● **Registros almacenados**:
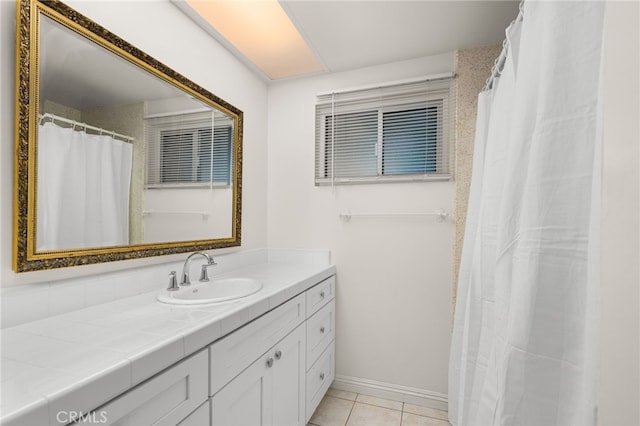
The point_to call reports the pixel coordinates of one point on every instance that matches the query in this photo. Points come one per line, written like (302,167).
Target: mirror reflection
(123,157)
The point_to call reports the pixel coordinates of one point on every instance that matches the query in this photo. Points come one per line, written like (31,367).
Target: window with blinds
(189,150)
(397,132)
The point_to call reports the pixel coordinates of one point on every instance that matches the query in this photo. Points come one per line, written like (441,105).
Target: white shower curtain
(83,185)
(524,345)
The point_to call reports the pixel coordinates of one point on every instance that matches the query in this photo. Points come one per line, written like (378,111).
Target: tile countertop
...
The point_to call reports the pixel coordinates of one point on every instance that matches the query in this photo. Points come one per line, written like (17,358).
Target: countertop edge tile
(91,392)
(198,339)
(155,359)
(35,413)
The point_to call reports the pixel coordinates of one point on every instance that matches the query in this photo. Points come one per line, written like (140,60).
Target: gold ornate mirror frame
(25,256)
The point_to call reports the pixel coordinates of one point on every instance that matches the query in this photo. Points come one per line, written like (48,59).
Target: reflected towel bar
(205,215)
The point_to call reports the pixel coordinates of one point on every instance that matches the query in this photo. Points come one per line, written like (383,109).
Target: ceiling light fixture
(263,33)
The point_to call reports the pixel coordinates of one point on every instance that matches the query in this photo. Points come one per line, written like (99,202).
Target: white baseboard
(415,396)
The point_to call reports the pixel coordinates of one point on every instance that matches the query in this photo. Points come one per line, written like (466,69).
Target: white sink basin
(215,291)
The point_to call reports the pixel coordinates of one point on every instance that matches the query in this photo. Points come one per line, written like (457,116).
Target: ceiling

● **La tarea**: Transcriba sin alteración alguna las líneas de los registros que van desde la que contiene "written like (31,367)." hasta la que contiene "Target: tile countertop", ambas incluidas.

● **Problema resuelto**:
The point_to call reports the pixel coordinates of one point on every instance that matches the query in this photo. Points come one per line, written like (31,367).
Target: window with blinds
(189,150)
(397,132)
The point_to call reports the pixel coordinates of one point on every instance that matches the query in this photo. Points come one per line, written like (441,105).
Target: white shower curtain
(83,185)
(524,345)
The point_to call reports the pixel coordinates of one point on every instance that matches the query in this photo. Points come one per line, written like (378,111).
Target: tile countertop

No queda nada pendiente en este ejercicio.